START INPUT RECORDS
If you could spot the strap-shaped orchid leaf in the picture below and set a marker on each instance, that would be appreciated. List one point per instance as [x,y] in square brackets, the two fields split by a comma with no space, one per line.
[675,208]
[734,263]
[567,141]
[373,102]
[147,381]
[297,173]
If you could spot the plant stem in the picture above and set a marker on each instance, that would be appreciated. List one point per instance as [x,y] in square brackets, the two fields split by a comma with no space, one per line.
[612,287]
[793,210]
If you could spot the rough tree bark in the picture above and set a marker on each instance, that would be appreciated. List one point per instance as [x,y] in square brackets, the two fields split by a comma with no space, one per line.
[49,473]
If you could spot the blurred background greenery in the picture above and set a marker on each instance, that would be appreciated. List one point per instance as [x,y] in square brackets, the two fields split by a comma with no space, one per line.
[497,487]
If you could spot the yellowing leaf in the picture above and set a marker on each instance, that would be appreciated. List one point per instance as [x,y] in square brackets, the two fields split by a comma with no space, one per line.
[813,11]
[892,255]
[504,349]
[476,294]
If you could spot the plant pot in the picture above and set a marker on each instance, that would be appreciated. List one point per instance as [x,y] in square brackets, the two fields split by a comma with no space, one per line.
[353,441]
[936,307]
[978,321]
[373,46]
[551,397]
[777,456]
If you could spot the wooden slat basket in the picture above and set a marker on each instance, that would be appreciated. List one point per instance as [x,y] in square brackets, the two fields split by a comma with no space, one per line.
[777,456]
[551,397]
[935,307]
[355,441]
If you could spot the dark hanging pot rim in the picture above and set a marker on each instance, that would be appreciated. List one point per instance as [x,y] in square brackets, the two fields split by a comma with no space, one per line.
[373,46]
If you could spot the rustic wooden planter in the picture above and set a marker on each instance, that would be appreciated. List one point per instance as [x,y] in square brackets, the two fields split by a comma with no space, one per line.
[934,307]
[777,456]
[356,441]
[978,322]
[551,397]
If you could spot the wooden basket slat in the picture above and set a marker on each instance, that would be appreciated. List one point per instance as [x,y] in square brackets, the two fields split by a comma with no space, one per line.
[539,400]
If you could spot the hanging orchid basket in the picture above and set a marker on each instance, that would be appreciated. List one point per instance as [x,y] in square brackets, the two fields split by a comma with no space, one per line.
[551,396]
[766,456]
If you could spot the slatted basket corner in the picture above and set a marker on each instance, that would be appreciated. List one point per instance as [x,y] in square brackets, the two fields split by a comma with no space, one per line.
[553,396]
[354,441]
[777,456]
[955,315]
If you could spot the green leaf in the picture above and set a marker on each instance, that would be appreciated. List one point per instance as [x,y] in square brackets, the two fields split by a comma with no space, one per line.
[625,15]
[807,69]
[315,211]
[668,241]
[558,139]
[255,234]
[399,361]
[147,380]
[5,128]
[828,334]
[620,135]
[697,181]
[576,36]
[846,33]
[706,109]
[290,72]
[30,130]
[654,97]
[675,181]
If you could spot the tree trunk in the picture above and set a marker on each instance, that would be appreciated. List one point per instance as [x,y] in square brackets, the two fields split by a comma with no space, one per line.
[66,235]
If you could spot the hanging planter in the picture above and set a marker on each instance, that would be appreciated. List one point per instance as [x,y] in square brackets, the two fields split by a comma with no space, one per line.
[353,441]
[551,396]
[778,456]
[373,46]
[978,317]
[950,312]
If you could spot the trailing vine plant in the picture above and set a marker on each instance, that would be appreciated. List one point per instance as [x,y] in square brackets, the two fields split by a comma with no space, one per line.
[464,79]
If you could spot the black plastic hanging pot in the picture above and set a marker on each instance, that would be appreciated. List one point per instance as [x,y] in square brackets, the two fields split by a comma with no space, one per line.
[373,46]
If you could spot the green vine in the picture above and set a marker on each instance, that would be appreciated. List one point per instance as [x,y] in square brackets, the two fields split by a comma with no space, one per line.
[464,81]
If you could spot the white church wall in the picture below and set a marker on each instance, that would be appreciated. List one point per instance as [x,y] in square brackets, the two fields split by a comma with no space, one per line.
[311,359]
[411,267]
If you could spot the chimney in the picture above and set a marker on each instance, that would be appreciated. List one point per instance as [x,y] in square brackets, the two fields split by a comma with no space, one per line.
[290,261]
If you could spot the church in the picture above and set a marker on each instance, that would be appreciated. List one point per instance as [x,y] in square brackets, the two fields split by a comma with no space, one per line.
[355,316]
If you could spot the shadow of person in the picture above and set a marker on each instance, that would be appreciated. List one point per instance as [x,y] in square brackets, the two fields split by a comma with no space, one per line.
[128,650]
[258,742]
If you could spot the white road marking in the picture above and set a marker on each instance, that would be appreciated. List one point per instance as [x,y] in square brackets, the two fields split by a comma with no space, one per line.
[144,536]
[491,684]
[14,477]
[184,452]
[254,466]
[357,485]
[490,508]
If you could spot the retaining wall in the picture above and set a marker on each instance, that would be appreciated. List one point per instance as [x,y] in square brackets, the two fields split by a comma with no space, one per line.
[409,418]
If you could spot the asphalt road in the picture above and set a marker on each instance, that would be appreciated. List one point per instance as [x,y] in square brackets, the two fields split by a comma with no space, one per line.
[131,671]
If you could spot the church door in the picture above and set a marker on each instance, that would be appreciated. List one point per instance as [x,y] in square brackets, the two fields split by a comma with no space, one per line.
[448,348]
END INPUT RECORDS
TASK REQUIREMENTS
The entries above must be retyped exactly, down to the last character.

SOLUTION TO THE PROBLEM
If you could spot the strap-shaped orchid leaf in the picture below and set a marker on each instance, that would be appreciated. List one point per instance as [x,y] in square brackets, the two fields split by a comma with no space, one per line.
[675,208]
[734,263]
[567,141]
[373,102]
[147,381]
[297,173]
If you could spot the plant stem in the picture above and set a marker on each instance, that would be appreciated. List one point per instance as [x,y] in square brackets, the two fields split by a comma with no space, one per line.
[612,287]
[793,210]
If you could spot the rough tree bark in the picture above and set a marker on each instance, that would be appreciated. List one point per instance as [x,y] in square brackets, the two fields split by a comma with no space, one per line.
[49,473]
If you could spot the blurred background greenery in the picture above and set a marker on each instance, that would be appreciated. List one point per instance as [x,y] in square brackets, the two fields split by a comma with no space, one per line.
[497,487]
If you could spot the yellowing leaf in the picture above and set a marker on each instance, that would be appreciated. List one point per instance as [x,y] in square brackets, the two fields split by a comma with no space, one per line.
[813,11]
[892,255]
[504,349]
[476,294]
If you could spot the plant pot in the picture above and set a marker on each instance, that would be appreciated. List one point per instance as [x,y] in square brackets, the two fields split by a comma with no space, one per line.
[353,441]
[936,307]
[978,321]
[373,46]
[551,397]
[777,456]
If you could spot the wooden slat basket in the picture above and set a marker on each instance, that would be appreciated. List one point per instance as [x,y] in square brackets, the two fields split by a comma with no space, one per line.
[777,456]
[551,397]
[935,307]
[355,441]
If you could spot the dark hanging pot rim in the picture above and set a marker on each instance, that would be appreciated. List one point per instance as [x,y] in square brackets, the two fields split by a comma with no space, one per line.
[373,46]
If you could spot the rustic wooden planter in the picture above and set a marker on each instance, that would be appreciated. List one point per instance as [x,y] in square brackets, the two fields split by a comma with no space, one per line.
[934,307]
[777,456]
[356,441]
[978,322]
[551,397]
If you could spot the wooden basket slat in the picture above and set a marker on each instance, that would be appreciated. List one point per instance as [x,y] in square brackets, the two fields split by a comma with no space, one per line.
[539,400]
If you could spot the hanging orchid basket in the picture above and set a marker on each instance, that would be appreciated. List one point per instance as [x,y] in square brackets, the two fields split by a comma with no space, one per line.
[551,396]
[766,456]
If you could spot the slatted basket corner in the picture above and set a marker on each instance, that would be appreciated. List one point per instance as [x,y] in square brackets, the two fields split by a comma with no space, one per line.
[553,396]
[354,441]
[777,456]
[955,315]
If you could spot the green leaf in the picture above and set a marker on each instance, that would be appreciated. List one point per instance as [x,y] in square brackets, the two fields split by a comma with no space, one per line.
[625,15]
[807,69]
[315,211]
[668,241]
[558,139]
[255,234]
[399,361]
[147,380]
[5,128]
[828,334]
[620,135]
[697,181]
[576,36]
[846,33]
[706,109]
[290,72]
[30,130]
[654,97]
[675,181]
If you could spot the tree trunk in the picture above and set a marker on each instance, that would be appreciated. List one point per instance as [x,y] in square brackets, the two fields split by a comma with no space, one per line.
[66,235]
If you could spot the hanging planter in the picture above and set a marker on each instance, that would be appreciated. List one point per instance as [x,y] in square brackets, the two fields split by a comma with no space, one per line.
[353,441]
[551,396]
[778,456]
[373,46]
[978,317]
[950,312]
If you could spot the trailing vine plant in the picture above and set a marker on each instance, that would be appreciated. List one point per instance as [x,y] in square brackets, the two fields split by a comma with no space, one per line.
[464,79]
If you could spot the black plastic hanging pot in the picture above and set a marker on each instance, that would be appreciated. List one point per instance as [x,y] in square brackets, the two fields split by a comma with no space, one per line.
[373,46]
If you could spot the green vine in the picture above and set a marker on each instance, that would be appreciated. List one point per instance as [x,y] in square brackets, the two fields split by a comma with no space, one per line.
[464,81]
If you could spot the white church wall in the picture below and set a marker on each instance, that would be appreciated. List one point per instance as [x,y] in square brackets, the two fields split by a comma with no space, one per line.
[311,359]
[411,267]
If you could spot the chimney in the picture above and set a marker on each instance, that would be appreciated. List one point per instance as [x,y] in square brackets, the two fields split by a comma with no space, one per line.
[290,261]
If you could spot the church in the picture above and set a marker on each instance, that would be appreciated. List one point per instance as [x,y] in square brackets, the two fields split by a comma with no space, one per line.
[355,316]
If you could spot the shadow of person in the picture above and set a marker on each instance, that would be appreciated. List one point per instance as [x,y] in square brackets, the two fields split by a comma with no space, one per line.
[128,650]
[258,742]
If you could spot the white road marking in the picture above and set a marker on each instance, that would be appreciated. List one point per instance as [x,y] in square brackets, the two fields split by a comma with no space, one per line.
[144,536]
[491,684]
[14,477]
[184,452]
[254,466]
[357,485]
[490,508]
If you could spot the retaining wall in the picture above and set a marker on each instance, that would be appreciated. List one point per instance as [x,y] in square brackets, the two fields split by a comma with no space, one per line.
[409,418]
If you could spot the asphalt road in the picture above and set a marker on each instance, that would be appreciated. List one point per instance as [x,y] in square brackets, the two fields split by a comma with no space, one per line.
[131,671]
If you could spot the church door in the picture above and set a marker on each instance, that would be appreciated. List one point per instance as [x,y] in square brackets, the two fields split by a comma with no space, one per line.
[448,348]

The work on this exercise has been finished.